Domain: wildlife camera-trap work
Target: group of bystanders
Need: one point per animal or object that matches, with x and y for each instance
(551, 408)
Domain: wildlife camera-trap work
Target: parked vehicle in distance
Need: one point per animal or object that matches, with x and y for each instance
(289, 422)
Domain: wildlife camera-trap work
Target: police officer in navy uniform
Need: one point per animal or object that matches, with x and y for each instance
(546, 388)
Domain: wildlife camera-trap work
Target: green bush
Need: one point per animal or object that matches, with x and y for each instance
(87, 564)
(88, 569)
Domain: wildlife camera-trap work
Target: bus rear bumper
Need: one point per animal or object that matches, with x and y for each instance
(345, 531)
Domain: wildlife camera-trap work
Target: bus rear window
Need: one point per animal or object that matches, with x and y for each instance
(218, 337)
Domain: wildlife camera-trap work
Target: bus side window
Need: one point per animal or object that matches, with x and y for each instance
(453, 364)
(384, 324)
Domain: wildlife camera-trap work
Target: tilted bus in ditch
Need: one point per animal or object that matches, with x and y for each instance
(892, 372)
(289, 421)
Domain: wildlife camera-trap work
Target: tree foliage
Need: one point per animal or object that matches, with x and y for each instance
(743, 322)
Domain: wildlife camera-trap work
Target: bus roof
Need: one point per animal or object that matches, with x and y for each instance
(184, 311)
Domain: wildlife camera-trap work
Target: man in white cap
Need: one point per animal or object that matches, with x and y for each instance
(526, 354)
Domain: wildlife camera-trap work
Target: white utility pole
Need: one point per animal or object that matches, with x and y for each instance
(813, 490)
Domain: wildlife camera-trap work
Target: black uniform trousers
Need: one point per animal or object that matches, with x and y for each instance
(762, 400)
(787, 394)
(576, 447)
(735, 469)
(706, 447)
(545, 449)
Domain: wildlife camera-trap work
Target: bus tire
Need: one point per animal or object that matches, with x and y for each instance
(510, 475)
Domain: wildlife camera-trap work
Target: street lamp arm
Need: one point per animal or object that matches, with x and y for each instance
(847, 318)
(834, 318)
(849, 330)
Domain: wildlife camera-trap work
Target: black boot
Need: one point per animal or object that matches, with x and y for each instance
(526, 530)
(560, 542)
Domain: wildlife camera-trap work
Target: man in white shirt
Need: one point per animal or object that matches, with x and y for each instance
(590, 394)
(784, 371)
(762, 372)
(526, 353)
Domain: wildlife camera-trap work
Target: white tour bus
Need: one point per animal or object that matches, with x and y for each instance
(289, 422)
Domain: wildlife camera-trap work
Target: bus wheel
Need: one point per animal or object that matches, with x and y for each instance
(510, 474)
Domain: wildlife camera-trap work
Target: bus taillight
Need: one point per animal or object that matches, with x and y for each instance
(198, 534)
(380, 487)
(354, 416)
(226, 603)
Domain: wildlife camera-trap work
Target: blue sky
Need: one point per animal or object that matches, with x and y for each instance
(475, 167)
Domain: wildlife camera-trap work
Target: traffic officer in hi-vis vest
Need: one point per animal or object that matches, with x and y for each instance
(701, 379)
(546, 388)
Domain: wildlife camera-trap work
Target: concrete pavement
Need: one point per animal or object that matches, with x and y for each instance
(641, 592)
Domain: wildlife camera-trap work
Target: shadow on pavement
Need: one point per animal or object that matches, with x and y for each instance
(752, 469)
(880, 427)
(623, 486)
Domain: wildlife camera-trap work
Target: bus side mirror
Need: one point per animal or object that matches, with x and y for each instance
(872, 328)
.....
__Work item__
Which of the lines above include the string "uniform"? Pick them out and copy them.

__Solution to this problem__
Target: police officer in navy uniform
Target: black uniform trousers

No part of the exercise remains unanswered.